Texte:
+--

La petite ville jurassienne d’Etival dans le Jura commémorait ce week-end les 100 ans de la venue de Francis Picabia, Marcel Duchamp et Guillaume Apollinaire. Un événement que nous avions annoncé il y a quelques semaines. 1912 était à maints égards une année charnière pour Guillaume Apollinaire, le fondateur des Soirées de Paris. C’est ce qui a été rappelé dans l’allocution qui venait clore les festivités.
Un jour de l’été 1912, un inconnu oublie un manuscrit devant le bureau d’omnibus de la place Pereire à Paris. Ce manuscrit, intitulé «Petites recettes de magie moderne» finit par échoir dans les mains de Guillaume Apollinaire, qui décide de le publier dans le numéro 7 de la revue qu’il co-dirige, Les Soirées de Paris. Parmi les recettes publiées se trouve celle de la « pommade pour éviter les pannes en automobile ». Ce qui est un peu le sujet aujourd’hui étant donné la nature de ce qu’il faut bien appeler une expédition quand il s’agissait, le 26 octobre 1912, de filer depuis la Porte d’Orléans jusqu’à Etival soit 440 kilomètres environ.
Comme cette recette est très courte, la voici : «On prend plusieurs écorce de melon (il n’est pas besoin d’acheter des chapeaux neufs, les vieux étant excellents pour cet usage, car ils doivent être très mûrs). Evitez le plus possible que les écorces ne s’imprègnent de votre odeur en les épluchant et pour cela trempez au préalable vos mains dans la farine. Coupez les écorces par morceaux et mettez-les dans une corbeille au four. Quand elles auront perdu toutes leur humidité, pilez-les dans un mortier et passez la poussière dans un tamis très fin. Mélangez enfin à une solution de graisse personnelle. Vous m’en direz des nouvelles». Fin de la recette.

+--

Données brutes:
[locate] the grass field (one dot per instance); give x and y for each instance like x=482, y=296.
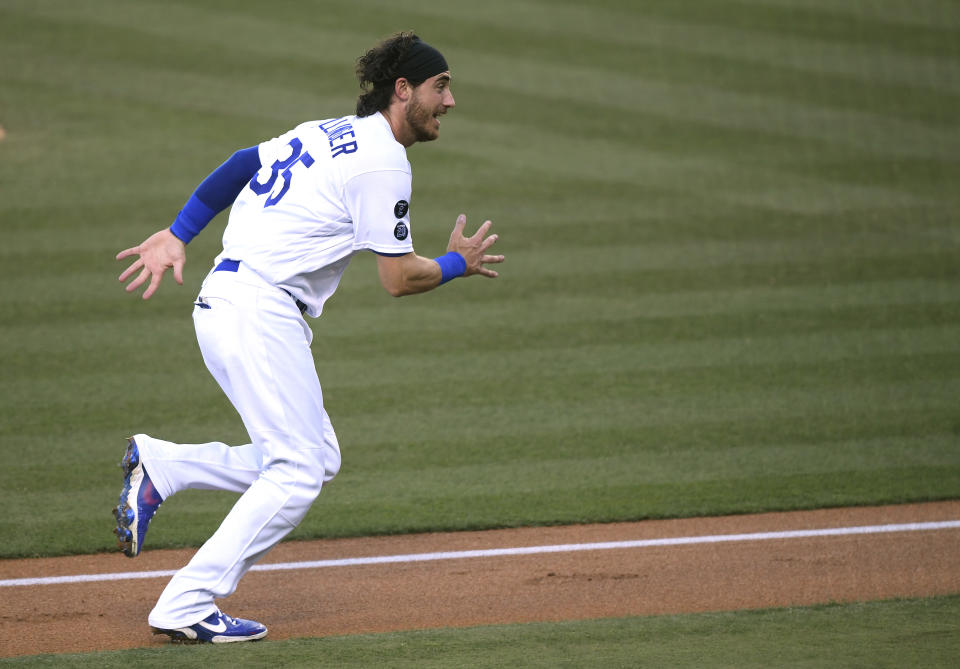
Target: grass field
x=732, y=279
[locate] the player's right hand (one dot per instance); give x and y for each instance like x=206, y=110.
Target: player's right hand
x=158, y=253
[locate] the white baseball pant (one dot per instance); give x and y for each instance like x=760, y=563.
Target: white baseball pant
x=256, y=344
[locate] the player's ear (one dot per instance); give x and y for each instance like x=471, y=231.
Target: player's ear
x=402, y=89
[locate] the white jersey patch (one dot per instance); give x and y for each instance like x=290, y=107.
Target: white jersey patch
x=327, y=189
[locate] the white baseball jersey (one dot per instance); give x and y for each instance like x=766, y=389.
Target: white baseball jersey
x=326, y=189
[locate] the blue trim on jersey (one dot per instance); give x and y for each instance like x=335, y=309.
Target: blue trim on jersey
x=452, y=265
x=227, y=265
x=216, y=193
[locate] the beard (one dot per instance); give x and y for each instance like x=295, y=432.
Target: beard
x=421, y=121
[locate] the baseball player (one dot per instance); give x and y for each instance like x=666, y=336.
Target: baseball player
x=302, y=205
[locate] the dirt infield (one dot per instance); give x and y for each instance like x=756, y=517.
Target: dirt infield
x=755, y=572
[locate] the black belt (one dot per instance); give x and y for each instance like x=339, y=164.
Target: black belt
x=227, y=265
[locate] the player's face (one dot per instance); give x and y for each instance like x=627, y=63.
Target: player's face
x=430, y=100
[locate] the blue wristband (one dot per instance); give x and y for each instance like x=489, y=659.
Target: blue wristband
x=192, y=219
x=452, y=265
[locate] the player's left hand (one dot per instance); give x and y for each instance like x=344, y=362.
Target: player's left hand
x=158, y=253
x=474, y=249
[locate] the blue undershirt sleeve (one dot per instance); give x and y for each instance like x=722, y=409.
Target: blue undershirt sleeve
x=216, y=193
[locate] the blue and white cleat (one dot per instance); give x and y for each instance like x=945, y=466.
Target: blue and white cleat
x=138, y=502
x=218, y=627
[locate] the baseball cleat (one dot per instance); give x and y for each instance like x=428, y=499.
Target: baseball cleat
x=138, y=502
x=218, y=627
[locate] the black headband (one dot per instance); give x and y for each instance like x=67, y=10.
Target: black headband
x=421, y=62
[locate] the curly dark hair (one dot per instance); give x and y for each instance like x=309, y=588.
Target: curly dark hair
x=377, y=70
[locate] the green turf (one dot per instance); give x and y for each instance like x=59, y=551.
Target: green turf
x=732, y=279
x=904, y=633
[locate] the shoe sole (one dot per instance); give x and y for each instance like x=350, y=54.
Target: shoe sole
x=124, y=513
x=182, y=639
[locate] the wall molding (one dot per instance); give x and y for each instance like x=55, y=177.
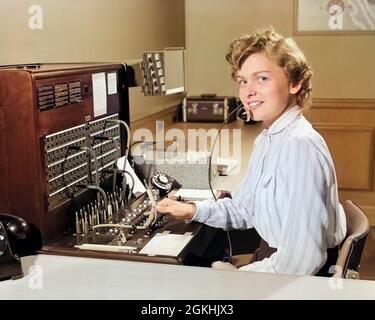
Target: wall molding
x=331, y=103
x=348, y=126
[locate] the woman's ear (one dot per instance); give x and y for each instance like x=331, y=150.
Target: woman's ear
x=294, y=87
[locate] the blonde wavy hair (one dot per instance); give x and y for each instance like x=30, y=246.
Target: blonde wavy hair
x=284, y=51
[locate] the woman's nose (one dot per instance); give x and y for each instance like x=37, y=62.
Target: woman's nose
x=250, y=91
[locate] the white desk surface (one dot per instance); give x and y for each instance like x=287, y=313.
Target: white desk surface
x=58, y=277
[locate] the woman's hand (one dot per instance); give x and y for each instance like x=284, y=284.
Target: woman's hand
x=177, y=209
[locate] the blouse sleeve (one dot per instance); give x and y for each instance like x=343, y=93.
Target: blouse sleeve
x=302, y=178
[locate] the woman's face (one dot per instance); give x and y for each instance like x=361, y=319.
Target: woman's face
x=264, y=89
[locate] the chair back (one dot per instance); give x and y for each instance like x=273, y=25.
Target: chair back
x=351, y=249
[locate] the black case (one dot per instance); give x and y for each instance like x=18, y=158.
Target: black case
x=209, y=108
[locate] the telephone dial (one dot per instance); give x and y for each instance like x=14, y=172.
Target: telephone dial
x=164, y=183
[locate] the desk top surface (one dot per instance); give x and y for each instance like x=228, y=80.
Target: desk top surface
x=58, y=277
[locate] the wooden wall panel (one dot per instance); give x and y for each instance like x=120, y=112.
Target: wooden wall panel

+--

Consigne:
Recopiez mot pour mot tout le passage du texte sur Etival qui va de « La petite ville » jusqu'à « clore les festivités. ».

Réponse ci-dessous:
La petite ville jurassienne d’Etival dans le Jura commémorait ce week-end les 100 ans de la venue de Francis Picabia, Marcel Duchamp et Guillaume Apollinaire. Un événement que nous avions annoncé il y a quelques semaines. 1912 était à maints égards une année charnière pour Guillaume Apollinaire, le fondateur des Soirées de Paris. C’est ce qui a été rappelé dans l’allocution qui venait clore les festivités.